--- start of Stored records ---

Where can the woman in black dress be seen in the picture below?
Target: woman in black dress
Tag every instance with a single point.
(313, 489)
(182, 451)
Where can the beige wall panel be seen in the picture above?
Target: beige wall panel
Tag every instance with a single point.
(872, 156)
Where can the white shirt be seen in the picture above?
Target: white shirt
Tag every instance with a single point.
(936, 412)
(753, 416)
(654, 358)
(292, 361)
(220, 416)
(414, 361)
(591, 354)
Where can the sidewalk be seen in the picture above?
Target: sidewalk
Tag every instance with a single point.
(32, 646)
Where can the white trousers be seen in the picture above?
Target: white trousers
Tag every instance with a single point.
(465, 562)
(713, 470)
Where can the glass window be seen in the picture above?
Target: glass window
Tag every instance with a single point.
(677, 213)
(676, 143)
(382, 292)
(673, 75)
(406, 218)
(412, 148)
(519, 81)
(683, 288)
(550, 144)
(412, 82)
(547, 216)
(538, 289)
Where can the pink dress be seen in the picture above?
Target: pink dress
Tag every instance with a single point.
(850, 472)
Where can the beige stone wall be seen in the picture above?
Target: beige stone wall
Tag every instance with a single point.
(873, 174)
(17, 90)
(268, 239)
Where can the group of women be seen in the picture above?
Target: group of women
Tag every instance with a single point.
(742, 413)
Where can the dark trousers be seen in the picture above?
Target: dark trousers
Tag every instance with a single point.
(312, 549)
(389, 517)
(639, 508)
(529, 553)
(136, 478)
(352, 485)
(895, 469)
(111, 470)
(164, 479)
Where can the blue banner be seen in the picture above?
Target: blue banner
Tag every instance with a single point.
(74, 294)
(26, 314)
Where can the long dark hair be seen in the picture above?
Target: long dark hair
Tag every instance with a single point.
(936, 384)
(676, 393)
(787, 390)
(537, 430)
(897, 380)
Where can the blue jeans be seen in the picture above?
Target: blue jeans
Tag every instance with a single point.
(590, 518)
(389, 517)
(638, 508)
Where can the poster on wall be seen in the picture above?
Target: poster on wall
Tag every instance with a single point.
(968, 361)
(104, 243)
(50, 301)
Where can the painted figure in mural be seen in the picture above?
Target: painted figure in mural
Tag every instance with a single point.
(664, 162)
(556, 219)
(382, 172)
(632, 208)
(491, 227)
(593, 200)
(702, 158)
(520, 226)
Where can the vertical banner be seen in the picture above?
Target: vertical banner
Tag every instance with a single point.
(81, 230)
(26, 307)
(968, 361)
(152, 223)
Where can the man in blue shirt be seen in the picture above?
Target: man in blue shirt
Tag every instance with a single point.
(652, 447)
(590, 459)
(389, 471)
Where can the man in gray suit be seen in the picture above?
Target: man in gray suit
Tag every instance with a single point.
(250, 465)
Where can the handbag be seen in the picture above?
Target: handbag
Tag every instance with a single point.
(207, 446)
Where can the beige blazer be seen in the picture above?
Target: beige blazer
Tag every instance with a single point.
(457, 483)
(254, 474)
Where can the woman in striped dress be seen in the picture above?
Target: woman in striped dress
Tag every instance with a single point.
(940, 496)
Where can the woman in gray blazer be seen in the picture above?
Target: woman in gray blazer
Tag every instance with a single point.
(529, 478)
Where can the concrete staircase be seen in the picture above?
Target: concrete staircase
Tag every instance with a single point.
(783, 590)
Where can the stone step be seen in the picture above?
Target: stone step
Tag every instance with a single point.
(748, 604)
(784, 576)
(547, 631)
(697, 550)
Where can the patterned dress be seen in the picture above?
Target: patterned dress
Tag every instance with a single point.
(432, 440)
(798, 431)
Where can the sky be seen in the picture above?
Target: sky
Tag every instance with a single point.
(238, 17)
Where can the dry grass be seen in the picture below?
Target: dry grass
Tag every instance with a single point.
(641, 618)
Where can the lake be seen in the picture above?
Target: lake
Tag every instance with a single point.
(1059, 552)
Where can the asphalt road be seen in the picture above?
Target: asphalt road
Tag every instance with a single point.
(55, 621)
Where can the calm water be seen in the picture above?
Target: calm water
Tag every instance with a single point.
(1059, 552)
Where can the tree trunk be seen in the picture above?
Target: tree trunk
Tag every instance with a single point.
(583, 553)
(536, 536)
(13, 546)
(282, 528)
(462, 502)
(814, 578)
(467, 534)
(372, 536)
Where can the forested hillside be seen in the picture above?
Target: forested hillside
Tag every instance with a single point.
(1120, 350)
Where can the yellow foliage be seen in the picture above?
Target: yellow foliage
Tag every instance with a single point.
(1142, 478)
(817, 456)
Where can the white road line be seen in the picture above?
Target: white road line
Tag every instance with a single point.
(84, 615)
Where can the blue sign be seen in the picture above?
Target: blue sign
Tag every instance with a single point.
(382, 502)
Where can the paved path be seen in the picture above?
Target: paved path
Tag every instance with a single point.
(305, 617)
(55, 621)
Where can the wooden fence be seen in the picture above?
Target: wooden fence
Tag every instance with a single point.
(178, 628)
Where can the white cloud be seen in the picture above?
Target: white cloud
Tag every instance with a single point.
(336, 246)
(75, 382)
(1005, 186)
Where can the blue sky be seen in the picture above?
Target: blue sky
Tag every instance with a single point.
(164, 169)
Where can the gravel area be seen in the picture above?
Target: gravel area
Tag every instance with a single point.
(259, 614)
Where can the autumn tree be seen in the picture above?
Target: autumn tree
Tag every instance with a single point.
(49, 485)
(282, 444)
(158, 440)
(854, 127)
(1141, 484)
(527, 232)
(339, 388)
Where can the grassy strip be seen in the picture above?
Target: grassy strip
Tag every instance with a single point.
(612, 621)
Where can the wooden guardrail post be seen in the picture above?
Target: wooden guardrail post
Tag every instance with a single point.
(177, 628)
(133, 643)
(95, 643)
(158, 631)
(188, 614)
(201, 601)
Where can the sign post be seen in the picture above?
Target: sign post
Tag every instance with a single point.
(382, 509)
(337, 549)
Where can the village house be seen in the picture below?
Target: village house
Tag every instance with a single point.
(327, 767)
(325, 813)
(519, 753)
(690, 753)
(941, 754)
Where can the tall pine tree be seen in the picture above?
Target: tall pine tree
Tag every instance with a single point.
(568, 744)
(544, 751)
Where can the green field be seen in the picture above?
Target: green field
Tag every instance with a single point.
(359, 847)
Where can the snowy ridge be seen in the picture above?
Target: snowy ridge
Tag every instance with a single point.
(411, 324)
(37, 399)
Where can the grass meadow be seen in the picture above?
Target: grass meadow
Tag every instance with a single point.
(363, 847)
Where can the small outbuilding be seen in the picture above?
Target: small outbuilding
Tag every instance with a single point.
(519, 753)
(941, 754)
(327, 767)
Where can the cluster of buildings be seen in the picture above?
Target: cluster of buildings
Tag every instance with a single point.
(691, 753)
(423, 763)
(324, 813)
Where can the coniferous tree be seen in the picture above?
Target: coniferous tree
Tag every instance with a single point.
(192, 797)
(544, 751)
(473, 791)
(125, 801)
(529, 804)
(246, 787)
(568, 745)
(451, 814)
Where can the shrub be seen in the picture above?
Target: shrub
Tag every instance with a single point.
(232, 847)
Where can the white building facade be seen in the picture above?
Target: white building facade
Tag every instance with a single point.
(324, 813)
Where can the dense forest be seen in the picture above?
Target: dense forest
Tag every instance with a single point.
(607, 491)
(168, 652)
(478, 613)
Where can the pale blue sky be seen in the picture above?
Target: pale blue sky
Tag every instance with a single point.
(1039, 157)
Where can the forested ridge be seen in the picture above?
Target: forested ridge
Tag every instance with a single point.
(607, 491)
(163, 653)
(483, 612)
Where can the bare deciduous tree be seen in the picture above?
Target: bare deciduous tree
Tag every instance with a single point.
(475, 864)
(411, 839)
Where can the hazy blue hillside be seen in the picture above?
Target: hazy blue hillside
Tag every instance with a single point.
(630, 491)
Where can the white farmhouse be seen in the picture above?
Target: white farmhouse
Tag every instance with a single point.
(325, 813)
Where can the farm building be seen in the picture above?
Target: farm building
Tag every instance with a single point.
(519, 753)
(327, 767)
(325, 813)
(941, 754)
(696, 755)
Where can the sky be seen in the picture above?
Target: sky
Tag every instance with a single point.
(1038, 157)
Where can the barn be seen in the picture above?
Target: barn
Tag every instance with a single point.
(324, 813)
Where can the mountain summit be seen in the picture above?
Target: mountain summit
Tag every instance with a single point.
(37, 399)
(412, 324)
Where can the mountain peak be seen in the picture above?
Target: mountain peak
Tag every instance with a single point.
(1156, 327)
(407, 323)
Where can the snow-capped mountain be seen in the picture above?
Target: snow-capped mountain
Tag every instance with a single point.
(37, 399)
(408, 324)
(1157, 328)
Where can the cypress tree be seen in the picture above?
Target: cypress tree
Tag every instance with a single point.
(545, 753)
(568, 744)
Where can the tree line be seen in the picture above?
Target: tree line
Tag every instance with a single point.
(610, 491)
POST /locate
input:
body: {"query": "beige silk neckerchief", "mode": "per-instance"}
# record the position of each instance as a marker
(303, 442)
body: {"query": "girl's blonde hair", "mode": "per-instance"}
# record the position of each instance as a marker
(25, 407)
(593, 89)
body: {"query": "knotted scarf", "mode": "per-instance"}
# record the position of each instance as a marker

--- end of Stored records ---

■ What you should do ■
Copy exactly, and only, the lines from the one containing "Where can the tree line" through the last line of the listing.

■ Answer for this exercise ■
Where can the tree line be seen in the picture above?
Target: tree line
Tag every instance with a single point.
(610, 491)
POST /locate
input:
body: {"query": "beige silk neckerchief", "mode": "per-instance"}
# record the position of each instance as a marker
(303, 442)
body: {"query": "girl's blonde hair", "mode": "per-instance"}
# record the position of each instance as a marker
(25, 407)
(593, 89)
body: {"query": "knotted scarf", "mode": "per-instance"}
# record the position of each instance as a marker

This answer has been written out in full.